EXERCISE DIRECTIONS:
Rewrite everything from the line containing "the dog's eye?" down to the line containing "left=210, top=123, right=228, bottom=135", putting "annotating" in place of "labeling" and keeping the rest unchanged.

(Lines for bounding box labeling)
>> begin
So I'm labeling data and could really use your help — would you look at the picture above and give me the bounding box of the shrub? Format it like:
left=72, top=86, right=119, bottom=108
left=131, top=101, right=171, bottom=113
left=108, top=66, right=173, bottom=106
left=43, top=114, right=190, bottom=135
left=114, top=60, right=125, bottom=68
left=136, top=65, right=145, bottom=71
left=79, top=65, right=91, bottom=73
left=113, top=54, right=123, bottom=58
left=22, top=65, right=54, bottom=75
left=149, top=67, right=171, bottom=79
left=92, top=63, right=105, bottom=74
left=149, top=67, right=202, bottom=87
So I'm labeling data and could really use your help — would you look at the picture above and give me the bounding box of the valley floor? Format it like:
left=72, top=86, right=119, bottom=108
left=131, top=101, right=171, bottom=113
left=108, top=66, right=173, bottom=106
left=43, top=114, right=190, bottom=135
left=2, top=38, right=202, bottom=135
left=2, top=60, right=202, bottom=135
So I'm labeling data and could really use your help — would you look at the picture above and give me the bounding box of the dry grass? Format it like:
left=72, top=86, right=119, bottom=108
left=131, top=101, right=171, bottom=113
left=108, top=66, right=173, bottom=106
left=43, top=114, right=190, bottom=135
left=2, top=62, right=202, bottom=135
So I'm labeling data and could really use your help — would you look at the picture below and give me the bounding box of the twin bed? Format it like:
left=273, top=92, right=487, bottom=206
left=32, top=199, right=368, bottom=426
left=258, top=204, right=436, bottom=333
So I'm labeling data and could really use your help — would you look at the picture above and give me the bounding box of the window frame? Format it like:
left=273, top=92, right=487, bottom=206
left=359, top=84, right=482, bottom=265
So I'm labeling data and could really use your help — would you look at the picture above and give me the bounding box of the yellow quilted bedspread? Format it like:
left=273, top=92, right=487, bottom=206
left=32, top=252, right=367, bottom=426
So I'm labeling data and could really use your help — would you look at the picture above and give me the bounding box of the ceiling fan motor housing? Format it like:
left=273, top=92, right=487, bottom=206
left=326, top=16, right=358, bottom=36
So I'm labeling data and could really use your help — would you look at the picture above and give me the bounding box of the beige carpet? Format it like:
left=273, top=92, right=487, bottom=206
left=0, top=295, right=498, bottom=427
>> end
>> begin
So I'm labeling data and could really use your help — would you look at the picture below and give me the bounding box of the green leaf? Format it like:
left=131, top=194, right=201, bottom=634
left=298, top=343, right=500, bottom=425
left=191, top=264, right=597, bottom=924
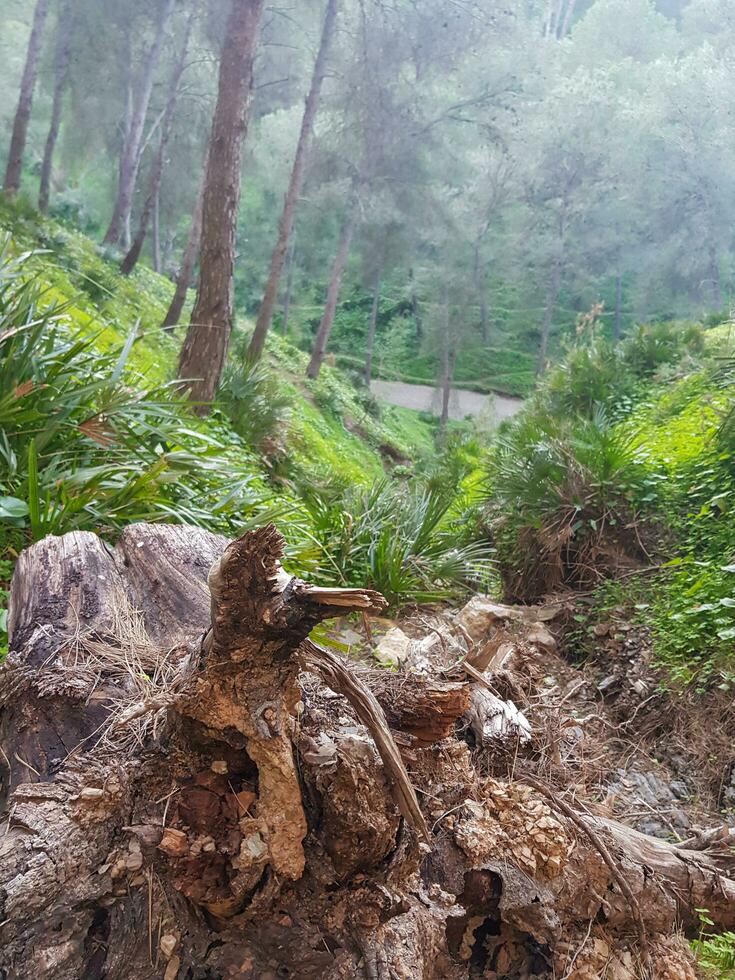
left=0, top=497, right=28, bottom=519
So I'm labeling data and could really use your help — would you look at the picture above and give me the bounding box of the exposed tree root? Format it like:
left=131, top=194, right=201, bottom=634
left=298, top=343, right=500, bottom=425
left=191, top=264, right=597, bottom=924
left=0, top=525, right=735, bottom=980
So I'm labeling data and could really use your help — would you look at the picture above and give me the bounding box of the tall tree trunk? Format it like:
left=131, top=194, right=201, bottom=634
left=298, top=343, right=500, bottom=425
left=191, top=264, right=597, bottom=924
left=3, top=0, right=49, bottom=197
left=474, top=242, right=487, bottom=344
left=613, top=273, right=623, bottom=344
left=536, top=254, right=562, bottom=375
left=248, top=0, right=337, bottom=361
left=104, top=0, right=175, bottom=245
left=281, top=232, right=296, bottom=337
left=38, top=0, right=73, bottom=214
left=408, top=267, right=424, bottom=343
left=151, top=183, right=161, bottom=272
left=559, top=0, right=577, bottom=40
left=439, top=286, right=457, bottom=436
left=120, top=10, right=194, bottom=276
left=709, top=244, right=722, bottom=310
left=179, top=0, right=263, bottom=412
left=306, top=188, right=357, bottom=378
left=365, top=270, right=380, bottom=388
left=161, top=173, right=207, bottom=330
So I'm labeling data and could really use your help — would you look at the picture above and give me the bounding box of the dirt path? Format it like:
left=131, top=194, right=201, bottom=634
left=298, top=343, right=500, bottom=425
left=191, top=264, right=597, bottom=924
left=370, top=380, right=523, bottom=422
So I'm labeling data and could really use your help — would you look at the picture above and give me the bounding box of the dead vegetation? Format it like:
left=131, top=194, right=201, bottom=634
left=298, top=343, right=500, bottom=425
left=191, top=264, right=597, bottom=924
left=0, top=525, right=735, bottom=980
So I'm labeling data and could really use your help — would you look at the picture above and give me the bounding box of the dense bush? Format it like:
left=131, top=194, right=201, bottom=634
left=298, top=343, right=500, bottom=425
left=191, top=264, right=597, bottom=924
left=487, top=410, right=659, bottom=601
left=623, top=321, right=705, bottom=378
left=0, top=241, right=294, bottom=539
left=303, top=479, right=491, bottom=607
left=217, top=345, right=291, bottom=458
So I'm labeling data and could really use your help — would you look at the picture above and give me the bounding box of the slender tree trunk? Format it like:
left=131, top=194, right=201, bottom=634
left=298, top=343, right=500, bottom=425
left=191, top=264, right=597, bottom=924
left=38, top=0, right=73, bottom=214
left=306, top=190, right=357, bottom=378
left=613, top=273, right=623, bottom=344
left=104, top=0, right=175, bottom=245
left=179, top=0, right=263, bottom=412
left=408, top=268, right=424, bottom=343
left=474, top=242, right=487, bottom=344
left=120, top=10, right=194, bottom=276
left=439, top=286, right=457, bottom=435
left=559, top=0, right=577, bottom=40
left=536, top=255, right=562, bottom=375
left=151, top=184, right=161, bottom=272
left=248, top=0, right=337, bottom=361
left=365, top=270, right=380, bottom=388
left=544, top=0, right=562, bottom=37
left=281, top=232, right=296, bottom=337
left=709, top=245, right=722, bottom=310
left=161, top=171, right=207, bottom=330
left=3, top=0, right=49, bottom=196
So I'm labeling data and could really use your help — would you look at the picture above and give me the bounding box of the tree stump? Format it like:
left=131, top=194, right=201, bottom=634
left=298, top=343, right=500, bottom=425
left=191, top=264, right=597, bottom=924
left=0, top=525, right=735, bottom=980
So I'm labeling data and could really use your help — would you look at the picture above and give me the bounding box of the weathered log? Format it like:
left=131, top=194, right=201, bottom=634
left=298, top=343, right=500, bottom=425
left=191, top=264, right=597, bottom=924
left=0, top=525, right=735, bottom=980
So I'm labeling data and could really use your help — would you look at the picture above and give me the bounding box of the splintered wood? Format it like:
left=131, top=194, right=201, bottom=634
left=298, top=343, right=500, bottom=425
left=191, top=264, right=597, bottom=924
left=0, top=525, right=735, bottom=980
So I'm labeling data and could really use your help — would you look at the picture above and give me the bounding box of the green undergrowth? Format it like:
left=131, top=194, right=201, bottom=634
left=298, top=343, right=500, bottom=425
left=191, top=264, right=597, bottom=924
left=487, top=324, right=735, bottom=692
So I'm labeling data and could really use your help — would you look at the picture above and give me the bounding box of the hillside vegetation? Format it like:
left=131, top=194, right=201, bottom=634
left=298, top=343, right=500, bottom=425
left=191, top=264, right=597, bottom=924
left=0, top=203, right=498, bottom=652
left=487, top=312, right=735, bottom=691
>> end
>> begin
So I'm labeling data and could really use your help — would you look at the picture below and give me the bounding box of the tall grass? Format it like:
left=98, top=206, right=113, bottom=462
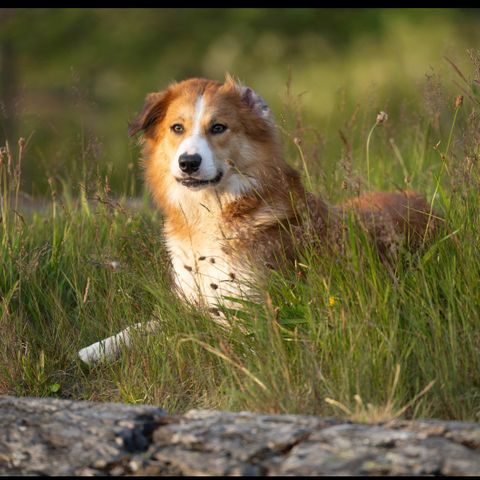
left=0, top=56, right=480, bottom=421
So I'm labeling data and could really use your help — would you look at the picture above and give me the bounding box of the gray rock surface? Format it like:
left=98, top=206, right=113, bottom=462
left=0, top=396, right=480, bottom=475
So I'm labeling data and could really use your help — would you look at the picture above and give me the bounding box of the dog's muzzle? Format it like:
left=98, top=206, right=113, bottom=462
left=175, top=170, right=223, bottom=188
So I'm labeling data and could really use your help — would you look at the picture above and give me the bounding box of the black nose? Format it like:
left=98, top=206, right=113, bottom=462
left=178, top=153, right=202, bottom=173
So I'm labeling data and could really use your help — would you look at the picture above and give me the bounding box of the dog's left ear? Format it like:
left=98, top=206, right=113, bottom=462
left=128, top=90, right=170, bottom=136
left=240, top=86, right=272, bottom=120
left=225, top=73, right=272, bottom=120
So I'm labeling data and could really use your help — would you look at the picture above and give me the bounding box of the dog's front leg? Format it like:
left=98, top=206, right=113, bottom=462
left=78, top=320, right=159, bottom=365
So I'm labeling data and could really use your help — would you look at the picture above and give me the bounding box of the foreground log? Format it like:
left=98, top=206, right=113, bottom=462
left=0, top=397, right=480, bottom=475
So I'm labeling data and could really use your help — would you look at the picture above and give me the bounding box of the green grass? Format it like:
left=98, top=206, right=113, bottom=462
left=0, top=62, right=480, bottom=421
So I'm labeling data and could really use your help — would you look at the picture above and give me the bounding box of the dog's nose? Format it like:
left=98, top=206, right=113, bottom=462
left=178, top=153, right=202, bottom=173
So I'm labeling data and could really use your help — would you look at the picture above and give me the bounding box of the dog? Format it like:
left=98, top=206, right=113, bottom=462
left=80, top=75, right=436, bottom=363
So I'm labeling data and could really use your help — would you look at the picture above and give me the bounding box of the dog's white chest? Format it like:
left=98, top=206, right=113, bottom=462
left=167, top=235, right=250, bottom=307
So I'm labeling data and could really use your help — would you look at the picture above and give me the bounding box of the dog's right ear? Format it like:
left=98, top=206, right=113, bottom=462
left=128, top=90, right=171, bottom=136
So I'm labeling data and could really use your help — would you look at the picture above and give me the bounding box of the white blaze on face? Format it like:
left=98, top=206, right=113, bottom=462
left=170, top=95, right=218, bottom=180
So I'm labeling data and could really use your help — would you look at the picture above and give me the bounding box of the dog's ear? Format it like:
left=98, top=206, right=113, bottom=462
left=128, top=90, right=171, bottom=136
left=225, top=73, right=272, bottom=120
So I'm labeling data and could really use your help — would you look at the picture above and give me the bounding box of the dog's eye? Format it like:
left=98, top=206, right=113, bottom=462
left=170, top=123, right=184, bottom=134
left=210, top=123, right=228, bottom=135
>> end
SOLUTION FOR THIS PROBLEM:
So I'm annotating data and could really use your help — would you look at the picture above and give me the bounding box of the dog's eye? Format it like:
left=98, top=206, right=113, bottom=462
left=170, top=123, right=184, bottom=134
left=210, top=123, right=228, bottom=135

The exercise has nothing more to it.